- _Written request_: Print every line of the data below without changing anything, from the first line to the last.

- _Recorded information_:
####

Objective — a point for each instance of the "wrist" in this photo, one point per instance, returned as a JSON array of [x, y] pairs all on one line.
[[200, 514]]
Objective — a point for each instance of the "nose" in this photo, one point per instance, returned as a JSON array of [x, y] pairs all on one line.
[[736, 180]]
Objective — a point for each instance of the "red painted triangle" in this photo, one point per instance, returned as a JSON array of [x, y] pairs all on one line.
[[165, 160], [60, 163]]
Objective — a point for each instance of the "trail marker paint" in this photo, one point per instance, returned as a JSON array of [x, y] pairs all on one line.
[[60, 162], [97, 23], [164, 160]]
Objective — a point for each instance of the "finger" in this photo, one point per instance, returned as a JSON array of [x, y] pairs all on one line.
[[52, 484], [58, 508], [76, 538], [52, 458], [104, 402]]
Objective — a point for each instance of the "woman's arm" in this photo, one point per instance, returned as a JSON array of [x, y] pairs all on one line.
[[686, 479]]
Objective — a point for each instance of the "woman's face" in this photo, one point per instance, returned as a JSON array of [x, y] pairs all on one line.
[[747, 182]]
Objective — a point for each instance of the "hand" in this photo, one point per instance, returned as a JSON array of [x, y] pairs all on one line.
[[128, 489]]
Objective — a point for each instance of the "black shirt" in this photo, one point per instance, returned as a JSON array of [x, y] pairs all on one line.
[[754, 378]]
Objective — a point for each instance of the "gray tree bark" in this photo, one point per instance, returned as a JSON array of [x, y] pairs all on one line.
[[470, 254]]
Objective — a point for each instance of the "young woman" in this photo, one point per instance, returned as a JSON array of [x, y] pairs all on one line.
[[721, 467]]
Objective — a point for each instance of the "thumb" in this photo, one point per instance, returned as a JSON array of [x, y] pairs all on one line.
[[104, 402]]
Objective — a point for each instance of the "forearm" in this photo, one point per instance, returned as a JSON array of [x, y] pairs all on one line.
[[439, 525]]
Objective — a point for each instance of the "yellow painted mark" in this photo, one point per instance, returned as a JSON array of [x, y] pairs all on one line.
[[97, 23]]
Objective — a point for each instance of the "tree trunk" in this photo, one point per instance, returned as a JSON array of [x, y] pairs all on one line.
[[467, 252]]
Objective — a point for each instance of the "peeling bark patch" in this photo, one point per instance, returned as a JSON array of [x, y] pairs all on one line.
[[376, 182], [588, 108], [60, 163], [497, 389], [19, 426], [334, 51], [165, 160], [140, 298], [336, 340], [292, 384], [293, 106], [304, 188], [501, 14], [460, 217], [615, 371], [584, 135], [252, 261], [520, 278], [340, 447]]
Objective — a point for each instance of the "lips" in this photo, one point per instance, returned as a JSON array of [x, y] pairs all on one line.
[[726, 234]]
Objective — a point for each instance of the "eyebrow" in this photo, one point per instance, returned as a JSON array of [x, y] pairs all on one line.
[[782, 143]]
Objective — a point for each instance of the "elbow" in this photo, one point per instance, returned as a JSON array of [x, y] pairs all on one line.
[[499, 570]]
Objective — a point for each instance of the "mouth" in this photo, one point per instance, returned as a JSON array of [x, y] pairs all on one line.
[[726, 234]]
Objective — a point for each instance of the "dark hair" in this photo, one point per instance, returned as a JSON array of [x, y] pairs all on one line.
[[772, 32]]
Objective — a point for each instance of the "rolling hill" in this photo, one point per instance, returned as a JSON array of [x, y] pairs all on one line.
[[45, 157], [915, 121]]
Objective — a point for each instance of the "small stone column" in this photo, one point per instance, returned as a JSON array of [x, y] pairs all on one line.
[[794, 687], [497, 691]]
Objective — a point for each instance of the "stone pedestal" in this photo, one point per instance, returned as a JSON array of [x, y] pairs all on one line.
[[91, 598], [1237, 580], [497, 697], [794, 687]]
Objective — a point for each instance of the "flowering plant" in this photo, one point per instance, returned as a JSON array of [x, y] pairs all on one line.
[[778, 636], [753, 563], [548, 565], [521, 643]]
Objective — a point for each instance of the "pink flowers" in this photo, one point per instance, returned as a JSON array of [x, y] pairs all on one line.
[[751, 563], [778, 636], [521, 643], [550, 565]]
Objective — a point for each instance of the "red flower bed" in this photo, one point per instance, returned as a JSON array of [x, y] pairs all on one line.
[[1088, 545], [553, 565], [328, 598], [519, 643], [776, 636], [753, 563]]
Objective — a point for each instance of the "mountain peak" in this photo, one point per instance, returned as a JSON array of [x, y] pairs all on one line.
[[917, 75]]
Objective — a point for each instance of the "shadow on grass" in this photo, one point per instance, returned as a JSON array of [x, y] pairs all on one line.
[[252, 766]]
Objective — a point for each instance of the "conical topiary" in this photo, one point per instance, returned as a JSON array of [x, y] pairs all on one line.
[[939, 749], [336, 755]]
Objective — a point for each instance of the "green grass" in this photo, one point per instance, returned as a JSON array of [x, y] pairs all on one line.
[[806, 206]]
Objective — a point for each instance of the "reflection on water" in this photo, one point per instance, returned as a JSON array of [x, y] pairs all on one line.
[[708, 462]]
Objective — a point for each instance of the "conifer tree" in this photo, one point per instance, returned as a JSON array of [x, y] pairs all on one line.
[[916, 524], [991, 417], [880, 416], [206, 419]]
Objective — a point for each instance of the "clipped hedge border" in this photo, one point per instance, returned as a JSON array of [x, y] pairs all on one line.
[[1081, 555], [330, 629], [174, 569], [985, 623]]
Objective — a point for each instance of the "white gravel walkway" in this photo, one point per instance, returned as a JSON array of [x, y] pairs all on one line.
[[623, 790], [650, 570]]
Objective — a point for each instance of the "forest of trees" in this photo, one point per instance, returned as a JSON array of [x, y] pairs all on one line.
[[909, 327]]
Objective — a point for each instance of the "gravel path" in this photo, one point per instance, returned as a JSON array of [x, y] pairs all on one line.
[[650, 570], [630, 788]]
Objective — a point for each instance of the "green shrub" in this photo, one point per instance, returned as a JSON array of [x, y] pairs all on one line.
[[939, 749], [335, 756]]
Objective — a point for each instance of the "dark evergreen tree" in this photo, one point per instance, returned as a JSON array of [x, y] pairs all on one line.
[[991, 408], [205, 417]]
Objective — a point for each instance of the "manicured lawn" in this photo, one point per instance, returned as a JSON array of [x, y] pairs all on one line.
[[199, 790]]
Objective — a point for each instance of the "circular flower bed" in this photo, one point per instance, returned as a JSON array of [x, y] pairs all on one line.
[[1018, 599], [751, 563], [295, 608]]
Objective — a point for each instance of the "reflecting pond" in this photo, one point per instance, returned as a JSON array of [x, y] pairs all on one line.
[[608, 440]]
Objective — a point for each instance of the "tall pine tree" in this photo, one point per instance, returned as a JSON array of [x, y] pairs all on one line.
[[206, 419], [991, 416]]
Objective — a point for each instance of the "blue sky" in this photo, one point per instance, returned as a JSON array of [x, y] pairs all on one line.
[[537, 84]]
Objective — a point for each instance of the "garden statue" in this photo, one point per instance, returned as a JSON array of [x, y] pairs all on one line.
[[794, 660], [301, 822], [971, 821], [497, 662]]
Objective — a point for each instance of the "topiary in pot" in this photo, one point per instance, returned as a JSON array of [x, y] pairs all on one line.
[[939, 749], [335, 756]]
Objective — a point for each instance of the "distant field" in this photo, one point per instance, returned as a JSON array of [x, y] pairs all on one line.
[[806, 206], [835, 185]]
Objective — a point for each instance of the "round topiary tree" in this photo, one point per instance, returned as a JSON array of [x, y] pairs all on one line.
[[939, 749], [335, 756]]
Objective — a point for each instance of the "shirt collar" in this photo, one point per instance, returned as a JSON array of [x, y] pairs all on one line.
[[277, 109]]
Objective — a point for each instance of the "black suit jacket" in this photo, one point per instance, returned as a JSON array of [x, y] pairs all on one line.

####

- _Finished task_:
Objective — a point for each instance of the "wrist" in this photo, one point per instance, returned as a JSON array of [x, y] pairs all on one line.
[[200, 514]]
Objective — a point for each instance of the "nose" in this photo, one point per instance, returned as a JSON array of [x, y] pairs all on one line.
[[736, 180]]
Objective — a point for each instance of the "red painted triangle" in this photo, one point per instance, returned as a JSON array of [x, y] pairs all on one line.
[[165, 160], [60, 163]]
Objective — a point for each instance of the "trail marker paint" in this photo, one point per instance, returned as a JSON array of [x, y] pairs all on one line.
[[60, 162], [97, 23], [164, 160]]
Objective — a point for each instance of the "finger" in this photo, one point per instance, returned as a JSON array of [x, y] pairs all on one line.
[[52, 484], [58, 508], [76, 538], [52, 458], [104, 402]]
Objective — a point for each instance of the "woman's arm" in this photo, one point per instance, returned as a JSON array of [x, y] pairs all on one line.
[[686, 479]]
Objective — a point for each instance of the "woman's face" in this photo, one point per instance, returned as a JSON array of [x, y] pairs all on one line.
[[747, 182]]
Objective — a point for each instance of the "hand" in this photo, one point per instance, returned as a JSON array of [x, y] pairs all on one line.
[[128, 489]]
Objective — a point for each instance of the "black shirt" in this photo, one point per instance, returned as a JSON array of [x, y] pairs all on one line.
[[754, 378]]
Objective — a point for each instance of the "gray tree bark" in this photo, one point per instance, returned as a JSON array of [x, y] pairs all on one line.
[[470, 254]]
Objective — a point for each instance of the "young woman" in this photo, one point per instance, returned as a JSON array of [x, y] pairs all on one line.
[[721, 467]]
Objective — a point for each instance of the "thumb" in this photo, one point per instance, returned as a JSON array of [x, y] pairs all on one line.
[[104, 402]]
Objective — a point for each instance of the "forearm" in this photo, one point per instance, returned as a JSON array of [x, y] pairs all on one line.
[[439, 525]]
Objective — a point for each instance of the "yellow painted mark" in this photo, one point per instance, returned as a JSON array of [x, y] pairs all on one line.
[[97, 23]]
Objective — a point for each instance of the "tree trunk" in this photo, one point per instance, returned as a JSON array of [x, y] pairs all on one line.
[[467, 252]]
Objective — a point for each instance of the "peeling bark patch" in this photo, one point per instance, returned as a JSON array of [x, y] pairs all on one line.
[[376, 182], [588, 108], [60, 163], [497, 389], [19, 426], [334, 51], [165, 160], [140, 298], [336, 340], [292, 384], [293, 106], [304, 188], [501, 14], [460, 217], [615, 371], [584, 135], [252, 261], [520, 278], [340, 447]]
Objective — a point for each instance of the "lips" in this photo, one point per instance, returned as a JSON array of [x, y] pairs all on one line.
[[726, 234]]
Objective — a point for each instance of the "eyebrow" in this photo, one point per instance, returned as a JSON array of [x, y] pairs all on one line.
[[782, 143]]
Objective — a point for each instance of the "elbow" in this photo, one point per instance, returned as a JSON array of [x, y] pairs all on one line.
[[499, 570]]
Objective — a point for each instance of the "mouth" in this photo, one point per instance, returned as a JSON array of [x, y] pairs all on one line.
[[726, 234]]
Objective — a point for each instance of the "dark hair" in this photo, one point per instance, returned as a JSON array of [x, y] pairs all on one line.
[[772, 32]]
Objective — a point for each instance of the "rolling hill" in this photo, one point per instance, returned as a JSON array of [x, y] pairs all on one line.
[[45, 157], [915, 121]]
Objective — a point for each instance of the "small stone column" in this photo, one point per instance, returned as a JSON array of [x, y] pairs all on one line.
[[794, 687], [497, 691]]
Objective — a point for each instance of the "stone pedestal" in this photo, one point per instance, returned as a JSON array of [x, y] pairs all on one line.
[[91, 598], [1237, 580], [497, 697], [794, 687]]
Objective — a point for each instance of the "flowering plant" in this photo, one point per instance, returned as a JSON array of [x, y] pairs all on one line.
[[778, 636], [753, 563], [548, 565], [521, 643]]
Objective — a point for each instance of the "pink flowers" in this photo, one point per instance, returned as a JSON array of [x, y] pairs all on one line.
[[751, 563], [778, 636], [521, 643], [550, 565]]
Objective — a point for each instance of the "red flower bed" in this photo, one point per instance, returned as a JSON array of [x, y] pairs all on one line.
[[1088, 545], [553, 565], [328, 598], [519, 643], [776, 636], [753, 563]]
Objective — a point for each instance of the "mountain peak" in this photo, one point per instance, returned as a JSON array of [x, y] pairs all on one line.
[[917, 75]]
Objective — a point for each instance of the "shadow on grass" in this photo, one point per instance, returned as a JSON array of [x, y] pairs all on one line.
[[252, 766]]
Objective — a point for each instance of the "conical topiary" in this photo, one point per instance, returned as a JSON array of [x, y] pairs all on one line.
[[939, 749], [336, 755]]
Objective — a point for each instance of the "green grass" in this photo, one point per instance, returned as a JSON array of [x, y] pairs all on one line.
[[806, 206]]
Objective — a point for each instance of the "reflection on water" in this photo, one point per instance, returned as a JSON array of [x, y] pairs all on one line.
[[708, 462]]
Objective — a point for each instance of the "conifer tree" in this photo, one point per instance, returned as a JSON array of [x, y] pairs all on one line.
[[916, 524], [991, 417], [880, 416], [206, 419]]
Objective — a point for each instance of the "clipped hedge border" in this photo, one point per instance, returned as a JSON array of [x, y] pairs all on one line.
[[1081, 555], [330, 629], [174, 569], [985, 623]]
Objective — a point for each instance of the "white gravel walkway" in this photo, one point per instance, returned as a JSON array of [x, y] pairs all on one line.
[[623, 790], [650, 570]]
Objective — a point for each instance of the "forest of trees" in this photo, one point per instance, returned as a JSON array of [x, y] pairs all on one line.
[[909, 327]]
Objective — a point for each instance of the "gravel path" in this photo, one point per instance, returned as a JSON array of [x, y] pairs all on one line.
[[650, 570], [630, 788]]
Objective — a point for each instance of the "green shrub" in this photo, one point per instance, returned as a JSON array of [x, y] pairs all on one line.
[[939, 749], [335, 756]]
Objective — a point for each instance of the "dark evergreen tree" in this photo, one point per instance, returned as a JSON array of [x, y] pairs all on one line.
[[991, 408], [205, 417]]
Objective — a point for each instance of the "manicured lawn" in this photo, one point per instance, returned as a JSON array of [x, y] pairs all on one line.
[[199, 790]]
Objective — a point for each instance of the "circular flower bed" in this photo, one point per instance, returned as a JSON array of [x, y] pairs all on one line.
[[1018, 599], [751, 563], [295, 608]]
Objective — a point for each instance of the "reflecting pond" in this photo, one point per instance, returned as a JSON array of [x, y] pairs all on one line.
[[608, 440]]
Objective — a point for each instance of the "tall pine tree" in this photo, one point per instance, returned as a JSON array of [x, y] pairs all on one line.
[[206, 419], [991, 416]]
Objective — a point for each instance of the "blue sky" in this photo, one point per instance, returned as a JSON array of [x, y] pairs all on one line.
[[537, 84]]
Objective — a point for each instance of the "garden statue" in this photo, one point per instance, returned as a JSON array of [x, y] pairs all on one line.
[[794, 660], [301, 822], [971, 821], [497, 662]]
Objective — a point for each instance of the "topiary in pot" in this photo, one point per instance, returned as a JSON array of [x, y] pairs all on one line.
[[939, 749], [335, 756]]
Objective — a point for each instance of the "distant field" in this photo, one point per instance, returned as a JSON array of [x, y] pairs all on one line.
[[806, 206], [835, 185]]
Objective — a point for each instance of the "round topiary tree" in this photo, one point per instance, returned as a JSON array of [x, y] pairs all on one line.
[[939, 749], [335, 756]]
Objective — a point for each instance of the "shirt collar" in this photo, one point per instance, returned as a JSON array of [x, y] pairs all on one line.
[[277, 109]]
Objective — a point for each instance of the "black suit jacket" in this photo, one point per instance, returned as a JSON array of [x, y] pairs all on one line.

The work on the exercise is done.